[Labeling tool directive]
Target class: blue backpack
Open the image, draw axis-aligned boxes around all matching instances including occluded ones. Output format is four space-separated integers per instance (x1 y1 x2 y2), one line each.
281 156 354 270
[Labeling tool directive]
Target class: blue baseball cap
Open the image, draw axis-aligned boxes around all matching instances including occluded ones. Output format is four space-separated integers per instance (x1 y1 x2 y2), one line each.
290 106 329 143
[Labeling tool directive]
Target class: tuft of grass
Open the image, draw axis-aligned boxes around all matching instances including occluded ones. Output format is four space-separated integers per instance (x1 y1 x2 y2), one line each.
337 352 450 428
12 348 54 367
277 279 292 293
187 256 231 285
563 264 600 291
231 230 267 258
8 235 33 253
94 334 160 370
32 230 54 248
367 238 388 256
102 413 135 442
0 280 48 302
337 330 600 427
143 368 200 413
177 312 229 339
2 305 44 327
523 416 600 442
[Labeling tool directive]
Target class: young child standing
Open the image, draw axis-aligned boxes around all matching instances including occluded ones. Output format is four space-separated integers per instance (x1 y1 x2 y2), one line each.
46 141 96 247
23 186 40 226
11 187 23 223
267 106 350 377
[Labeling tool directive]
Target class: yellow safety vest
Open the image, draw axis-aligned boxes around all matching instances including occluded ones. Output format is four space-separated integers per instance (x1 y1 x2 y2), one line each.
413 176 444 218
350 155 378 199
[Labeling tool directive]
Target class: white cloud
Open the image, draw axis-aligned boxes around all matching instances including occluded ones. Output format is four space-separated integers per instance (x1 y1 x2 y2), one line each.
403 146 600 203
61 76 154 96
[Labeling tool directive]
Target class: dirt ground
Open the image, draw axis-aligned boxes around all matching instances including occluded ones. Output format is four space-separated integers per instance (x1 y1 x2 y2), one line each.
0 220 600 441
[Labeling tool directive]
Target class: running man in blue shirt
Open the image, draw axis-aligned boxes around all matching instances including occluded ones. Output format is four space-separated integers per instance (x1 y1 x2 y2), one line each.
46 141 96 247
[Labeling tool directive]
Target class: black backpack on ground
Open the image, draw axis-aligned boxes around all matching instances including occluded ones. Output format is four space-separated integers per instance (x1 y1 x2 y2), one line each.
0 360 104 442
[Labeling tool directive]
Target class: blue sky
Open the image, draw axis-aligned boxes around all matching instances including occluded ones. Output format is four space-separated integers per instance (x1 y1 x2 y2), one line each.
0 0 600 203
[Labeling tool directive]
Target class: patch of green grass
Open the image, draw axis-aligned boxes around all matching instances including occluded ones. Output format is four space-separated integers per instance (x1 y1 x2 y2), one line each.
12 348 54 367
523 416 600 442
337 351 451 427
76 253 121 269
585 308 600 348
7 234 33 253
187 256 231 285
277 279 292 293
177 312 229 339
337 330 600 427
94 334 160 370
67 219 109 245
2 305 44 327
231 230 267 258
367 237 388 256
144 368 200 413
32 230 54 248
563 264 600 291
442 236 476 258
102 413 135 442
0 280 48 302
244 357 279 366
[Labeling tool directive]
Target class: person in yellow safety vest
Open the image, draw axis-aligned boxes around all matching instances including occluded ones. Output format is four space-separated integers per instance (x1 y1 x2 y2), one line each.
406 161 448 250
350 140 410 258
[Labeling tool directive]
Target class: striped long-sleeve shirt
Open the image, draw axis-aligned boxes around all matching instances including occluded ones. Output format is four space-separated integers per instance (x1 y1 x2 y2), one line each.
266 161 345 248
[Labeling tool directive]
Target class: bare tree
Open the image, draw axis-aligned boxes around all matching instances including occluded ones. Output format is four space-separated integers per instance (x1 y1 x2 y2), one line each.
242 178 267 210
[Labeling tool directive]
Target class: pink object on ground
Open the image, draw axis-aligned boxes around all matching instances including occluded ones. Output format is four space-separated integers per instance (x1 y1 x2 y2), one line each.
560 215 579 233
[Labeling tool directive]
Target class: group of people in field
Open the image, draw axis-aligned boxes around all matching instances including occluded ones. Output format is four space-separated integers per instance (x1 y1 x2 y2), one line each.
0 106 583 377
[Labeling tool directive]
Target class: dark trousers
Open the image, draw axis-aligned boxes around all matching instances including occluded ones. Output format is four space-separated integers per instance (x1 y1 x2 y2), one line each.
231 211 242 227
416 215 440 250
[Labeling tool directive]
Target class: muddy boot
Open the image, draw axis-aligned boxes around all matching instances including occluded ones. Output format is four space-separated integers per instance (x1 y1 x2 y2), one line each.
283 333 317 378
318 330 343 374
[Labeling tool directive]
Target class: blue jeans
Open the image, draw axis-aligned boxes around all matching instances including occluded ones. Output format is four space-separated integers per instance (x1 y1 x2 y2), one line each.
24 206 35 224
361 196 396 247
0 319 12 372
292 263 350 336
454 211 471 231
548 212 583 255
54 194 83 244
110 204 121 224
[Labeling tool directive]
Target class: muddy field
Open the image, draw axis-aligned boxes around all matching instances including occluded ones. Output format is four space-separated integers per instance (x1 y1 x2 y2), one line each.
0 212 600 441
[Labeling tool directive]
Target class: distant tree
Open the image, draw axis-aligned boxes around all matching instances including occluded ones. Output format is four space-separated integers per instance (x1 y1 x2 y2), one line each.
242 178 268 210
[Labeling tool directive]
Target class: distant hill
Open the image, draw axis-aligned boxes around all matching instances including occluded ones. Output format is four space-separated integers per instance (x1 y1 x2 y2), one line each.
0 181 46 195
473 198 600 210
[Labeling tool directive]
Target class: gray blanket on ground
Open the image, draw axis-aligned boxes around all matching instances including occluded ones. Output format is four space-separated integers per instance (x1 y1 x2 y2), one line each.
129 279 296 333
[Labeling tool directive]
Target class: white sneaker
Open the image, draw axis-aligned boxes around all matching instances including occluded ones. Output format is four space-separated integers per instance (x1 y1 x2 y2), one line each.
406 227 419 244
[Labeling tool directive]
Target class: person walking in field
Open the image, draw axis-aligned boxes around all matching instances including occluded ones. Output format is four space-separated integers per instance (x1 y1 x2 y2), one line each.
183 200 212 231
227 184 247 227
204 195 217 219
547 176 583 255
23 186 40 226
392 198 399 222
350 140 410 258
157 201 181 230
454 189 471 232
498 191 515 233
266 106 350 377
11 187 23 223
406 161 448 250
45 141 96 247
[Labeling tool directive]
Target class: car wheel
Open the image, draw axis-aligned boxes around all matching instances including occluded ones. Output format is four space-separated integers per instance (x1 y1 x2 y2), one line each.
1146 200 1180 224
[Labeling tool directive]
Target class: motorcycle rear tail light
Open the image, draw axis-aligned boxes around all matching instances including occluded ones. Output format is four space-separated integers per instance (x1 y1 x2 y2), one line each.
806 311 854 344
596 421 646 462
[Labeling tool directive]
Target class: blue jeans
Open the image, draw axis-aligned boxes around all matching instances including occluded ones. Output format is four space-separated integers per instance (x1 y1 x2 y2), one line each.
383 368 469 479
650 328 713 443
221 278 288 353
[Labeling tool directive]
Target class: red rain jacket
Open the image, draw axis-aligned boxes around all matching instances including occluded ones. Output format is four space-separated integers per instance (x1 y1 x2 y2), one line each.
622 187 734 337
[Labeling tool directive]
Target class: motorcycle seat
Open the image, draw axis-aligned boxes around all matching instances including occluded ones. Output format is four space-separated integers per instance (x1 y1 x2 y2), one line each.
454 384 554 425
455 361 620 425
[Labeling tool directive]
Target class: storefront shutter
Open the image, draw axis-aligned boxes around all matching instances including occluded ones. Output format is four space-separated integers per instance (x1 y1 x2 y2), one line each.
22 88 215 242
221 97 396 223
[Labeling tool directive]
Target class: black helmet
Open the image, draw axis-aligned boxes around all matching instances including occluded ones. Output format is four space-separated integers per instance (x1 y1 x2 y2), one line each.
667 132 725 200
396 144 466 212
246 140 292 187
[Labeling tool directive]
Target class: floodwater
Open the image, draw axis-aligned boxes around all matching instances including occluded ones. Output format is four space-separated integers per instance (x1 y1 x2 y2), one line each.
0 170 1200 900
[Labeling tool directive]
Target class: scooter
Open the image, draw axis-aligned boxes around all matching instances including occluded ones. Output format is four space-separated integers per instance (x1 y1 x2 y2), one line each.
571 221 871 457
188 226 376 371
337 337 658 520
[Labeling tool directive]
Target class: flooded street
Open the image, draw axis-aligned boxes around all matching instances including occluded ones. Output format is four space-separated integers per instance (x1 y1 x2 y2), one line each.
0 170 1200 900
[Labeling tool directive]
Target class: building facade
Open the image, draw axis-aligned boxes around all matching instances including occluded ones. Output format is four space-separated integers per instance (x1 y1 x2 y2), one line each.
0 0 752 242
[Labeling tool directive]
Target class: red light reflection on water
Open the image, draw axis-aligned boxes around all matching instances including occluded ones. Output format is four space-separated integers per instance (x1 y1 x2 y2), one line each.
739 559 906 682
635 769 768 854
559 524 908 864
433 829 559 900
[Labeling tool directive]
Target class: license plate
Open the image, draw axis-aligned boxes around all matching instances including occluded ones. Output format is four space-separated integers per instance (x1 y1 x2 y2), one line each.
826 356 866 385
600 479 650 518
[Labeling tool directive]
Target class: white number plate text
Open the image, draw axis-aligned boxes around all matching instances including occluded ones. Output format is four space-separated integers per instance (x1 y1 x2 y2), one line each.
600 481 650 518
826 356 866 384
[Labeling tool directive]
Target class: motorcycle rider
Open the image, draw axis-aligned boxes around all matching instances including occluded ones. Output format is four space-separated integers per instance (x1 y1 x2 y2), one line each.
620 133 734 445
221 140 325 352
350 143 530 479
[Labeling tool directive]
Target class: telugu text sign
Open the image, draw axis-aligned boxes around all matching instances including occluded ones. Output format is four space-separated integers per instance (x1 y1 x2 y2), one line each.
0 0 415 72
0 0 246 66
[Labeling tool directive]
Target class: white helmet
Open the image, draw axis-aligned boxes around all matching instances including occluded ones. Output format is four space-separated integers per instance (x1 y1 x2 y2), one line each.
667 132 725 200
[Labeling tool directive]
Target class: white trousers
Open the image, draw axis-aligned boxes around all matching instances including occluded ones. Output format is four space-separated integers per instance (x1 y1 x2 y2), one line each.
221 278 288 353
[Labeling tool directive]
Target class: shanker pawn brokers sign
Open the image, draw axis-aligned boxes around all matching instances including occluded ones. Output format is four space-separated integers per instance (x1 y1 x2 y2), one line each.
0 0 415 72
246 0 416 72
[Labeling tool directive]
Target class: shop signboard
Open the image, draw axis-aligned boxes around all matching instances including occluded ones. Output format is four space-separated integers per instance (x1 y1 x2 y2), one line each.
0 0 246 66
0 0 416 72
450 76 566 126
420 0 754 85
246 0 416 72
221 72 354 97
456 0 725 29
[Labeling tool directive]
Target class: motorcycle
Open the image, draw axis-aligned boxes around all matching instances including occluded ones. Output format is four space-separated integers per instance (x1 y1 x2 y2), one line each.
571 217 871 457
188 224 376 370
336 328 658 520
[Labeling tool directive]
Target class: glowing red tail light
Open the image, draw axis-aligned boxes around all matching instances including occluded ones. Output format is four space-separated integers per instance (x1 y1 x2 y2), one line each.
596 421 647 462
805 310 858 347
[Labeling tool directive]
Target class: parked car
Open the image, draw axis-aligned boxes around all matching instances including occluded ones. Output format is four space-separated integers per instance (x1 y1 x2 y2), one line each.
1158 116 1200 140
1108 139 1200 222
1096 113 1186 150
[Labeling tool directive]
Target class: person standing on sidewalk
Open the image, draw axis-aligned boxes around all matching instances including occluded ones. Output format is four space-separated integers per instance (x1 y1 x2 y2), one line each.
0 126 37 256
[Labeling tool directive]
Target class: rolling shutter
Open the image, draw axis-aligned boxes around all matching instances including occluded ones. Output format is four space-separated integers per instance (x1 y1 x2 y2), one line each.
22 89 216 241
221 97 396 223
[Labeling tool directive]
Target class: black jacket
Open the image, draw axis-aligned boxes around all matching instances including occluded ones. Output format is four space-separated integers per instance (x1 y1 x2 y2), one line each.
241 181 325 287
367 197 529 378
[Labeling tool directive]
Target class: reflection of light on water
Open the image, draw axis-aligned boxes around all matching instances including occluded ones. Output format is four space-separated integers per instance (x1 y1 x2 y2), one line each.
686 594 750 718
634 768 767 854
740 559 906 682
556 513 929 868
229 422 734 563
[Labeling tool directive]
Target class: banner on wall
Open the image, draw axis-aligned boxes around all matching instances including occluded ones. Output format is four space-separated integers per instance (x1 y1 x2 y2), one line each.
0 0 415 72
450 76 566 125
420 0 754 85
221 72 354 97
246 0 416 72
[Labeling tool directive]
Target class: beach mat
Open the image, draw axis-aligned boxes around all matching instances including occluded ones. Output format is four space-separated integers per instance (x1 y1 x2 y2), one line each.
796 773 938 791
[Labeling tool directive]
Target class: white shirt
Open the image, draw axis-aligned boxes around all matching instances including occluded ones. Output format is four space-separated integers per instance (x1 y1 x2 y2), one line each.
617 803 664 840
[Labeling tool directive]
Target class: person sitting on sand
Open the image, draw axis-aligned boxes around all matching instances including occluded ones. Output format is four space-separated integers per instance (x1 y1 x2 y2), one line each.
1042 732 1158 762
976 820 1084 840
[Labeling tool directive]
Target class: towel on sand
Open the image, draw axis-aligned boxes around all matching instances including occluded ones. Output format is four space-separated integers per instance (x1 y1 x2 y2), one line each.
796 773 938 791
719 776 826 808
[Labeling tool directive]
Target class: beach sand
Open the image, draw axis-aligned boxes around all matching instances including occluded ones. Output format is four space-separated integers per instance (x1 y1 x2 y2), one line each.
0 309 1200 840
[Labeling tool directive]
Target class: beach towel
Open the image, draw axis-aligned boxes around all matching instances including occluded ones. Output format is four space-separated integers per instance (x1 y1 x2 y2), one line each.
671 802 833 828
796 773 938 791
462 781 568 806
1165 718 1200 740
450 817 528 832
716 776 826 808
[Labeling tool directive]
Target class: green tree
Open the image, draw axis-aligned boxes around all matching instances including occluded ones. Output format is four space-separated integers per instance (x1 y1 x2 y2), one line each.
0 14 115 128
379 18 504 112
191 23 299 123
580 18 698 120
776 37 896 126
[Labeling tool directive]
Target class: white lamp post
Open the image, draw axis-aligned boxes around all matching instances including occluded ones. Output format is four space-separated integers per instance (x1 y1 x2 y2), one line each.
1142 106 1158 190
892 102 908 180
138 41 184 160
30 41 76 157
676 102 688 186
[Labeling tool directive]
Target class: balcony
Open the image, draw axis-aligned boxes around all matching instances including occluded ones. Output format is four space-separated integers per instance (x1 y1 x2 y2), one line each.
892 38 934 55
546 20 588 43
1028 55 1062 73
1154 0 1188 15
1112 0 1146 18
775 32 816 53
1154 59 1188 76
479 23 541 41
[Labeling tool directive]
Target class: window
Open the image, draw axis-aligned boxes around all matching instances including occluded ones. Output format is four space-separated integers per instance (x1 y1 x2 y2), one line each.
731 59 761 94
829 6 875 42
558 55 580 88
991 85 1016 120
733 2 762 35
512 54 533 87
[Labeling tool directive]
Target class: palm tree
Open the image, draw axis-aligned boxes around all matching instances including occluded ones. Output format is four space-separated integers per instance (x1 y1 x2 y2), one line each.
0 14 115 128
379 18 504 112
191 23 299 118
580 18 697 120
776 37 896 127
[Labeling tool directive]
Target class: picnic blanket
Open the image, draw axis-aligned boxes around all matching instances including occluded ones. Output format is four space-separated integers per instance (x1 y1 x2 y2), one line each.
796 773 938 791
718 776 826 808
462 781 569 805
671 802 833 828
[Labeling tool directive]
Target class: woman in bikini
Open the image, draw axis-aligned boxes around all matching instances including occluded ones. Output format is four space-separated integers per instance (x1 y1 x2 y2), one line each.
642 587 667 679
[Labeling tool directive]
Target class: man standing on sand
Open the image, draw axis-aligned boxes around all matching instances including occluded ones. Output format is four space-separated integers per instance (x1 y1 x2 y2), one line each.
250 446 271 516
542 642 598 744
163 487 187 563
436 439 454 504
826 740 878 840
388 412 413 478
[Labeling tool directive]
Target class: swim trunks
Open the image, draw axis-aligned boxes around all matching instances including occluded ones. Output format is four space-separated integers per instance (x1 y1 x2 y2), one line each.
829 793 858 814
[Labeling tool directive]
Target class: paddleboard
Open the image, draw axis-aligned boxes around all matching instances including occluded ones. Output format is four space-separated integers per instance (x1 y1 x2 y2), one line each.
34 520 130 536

_ _ _

→ WHAT YOU HAVE TO DO
Please reproduce the stretch from the start of the rows through the line containing "0 220 600 441", with "Target class" renamed to "Object label" and all else unchanged. Return only that stretch.

→ SOLUTION FOR THIS PROBLEM
[Labeling tool directive]
Object label: blue backpack
Open the image, draw axis-aligned boxes around all matching instances including occluded ones. Output format is four space-separated integers per instance (x1 y1 x2 y2), one line each.
281 156 354 270
[Labeling tool directive]
Object label: blue baseball cap
Open the image, draw axis-aligned boxes around all matching instances including occluded ones. Output format is four space-separated integers per instance (x1 y1 x2 y2), one line each.
290 106 329 143
[Labeling tool directive]
Object label: tuft of grass
Open the image, draw axis-aligned boxes around all matching instances including occluded ones. Output format is four space-separated integers per instance (x1 y1 x2 y2), one line each.
337 352 450 428
12 348 54 367
277 279 292 293
187 256 231 285
563 264 600 291
231 230 267 258
8 235 33 253
94 334 160 370
32 230 54 248
367 238 388 256
102 413 135 442
0 280 48 302
337 330 600 427
143 368 200 413
177 312 229 339
2 305 44 327
523 416 600 442
[Labeling tool directive]
Object label: young child standing
Open the image, draw axis-aligned boxes around all matching instances including occluded ones. Output format is four space-separated integers per instance (x1 y1 x2 y2), one line each.
46 141 96 247
23 186 40 226
11 187 23 223
267 106 350 377
[Labeling tool directive]
Object label: yellow safety vest
Open the image, draw axis-aligned boxes around all matching instances including occluded ones. Output format is four space-separated integers per instance (x1 y1 x2 y2), one line each.
413 176 444 218
350 155 378 199
[Labeling tool directive]
Object label: white cloud
Open the image, draw axis-aligned boxes around all matching instances including occluded ones. Output format is four space-separated integers per instance (x1 y1 x2 y2), one line each.
403 146 600 203
61 76 154 96
[Labeling tool directive]
Object label: dirt ground
Open the image, draw axis-aligned boxes around all matching instances including occluded ones. Output format is four space-separated integers per instance (x1 y1 x2 y2), one line each.
0 220 600 441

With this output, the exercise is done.